### Task item
Could you return every line of the material that contains the word "grass"?

### Exercise data
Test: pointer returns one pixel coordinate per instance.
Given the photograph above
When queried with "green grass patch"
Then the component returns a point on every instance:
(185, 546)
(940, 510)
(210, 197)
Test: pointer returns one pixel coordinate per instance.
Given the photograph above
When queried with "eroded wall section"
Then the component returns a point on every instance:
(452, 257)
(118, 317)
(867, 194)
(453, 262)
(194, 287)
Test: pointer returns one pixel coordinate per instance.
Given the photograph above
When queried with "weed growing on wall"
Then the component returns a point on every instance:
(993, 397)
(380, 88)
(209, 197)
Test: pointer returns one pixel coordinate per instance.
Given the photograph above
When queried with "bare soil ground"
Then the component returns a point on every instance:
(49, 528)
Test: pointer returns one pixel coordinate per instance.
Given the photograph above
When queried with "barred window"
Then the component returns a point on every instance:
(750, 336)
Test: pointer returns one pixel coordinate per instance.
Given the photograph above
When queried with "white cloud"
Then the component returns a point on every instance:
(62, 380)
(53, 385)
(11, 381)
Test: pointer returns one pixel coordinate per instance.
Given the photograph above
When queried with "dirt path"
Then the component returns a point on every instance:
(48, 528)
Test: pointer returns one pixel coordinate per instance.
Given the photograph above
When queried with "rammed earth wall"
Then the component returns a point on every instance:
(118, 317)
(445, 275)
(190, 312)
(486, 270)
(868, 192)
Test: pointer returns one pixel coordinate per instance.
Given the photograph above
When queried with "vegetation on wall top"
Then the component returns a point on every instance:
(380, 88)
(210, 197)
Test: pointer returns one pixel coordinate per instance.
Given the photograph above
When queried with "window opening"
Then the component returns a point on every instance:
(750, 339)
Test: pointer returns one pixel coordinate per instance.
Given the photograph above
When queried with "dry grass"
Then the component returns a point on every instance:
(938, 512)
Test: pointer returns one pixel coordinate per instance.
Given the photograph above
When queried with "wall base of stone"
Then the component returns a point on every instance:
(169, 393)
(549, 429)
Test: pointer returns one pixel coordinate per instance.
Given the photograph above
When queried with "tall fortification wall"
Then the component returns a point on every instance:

### Task answer
When queried with "green grass patch"
When queried with "dry grass"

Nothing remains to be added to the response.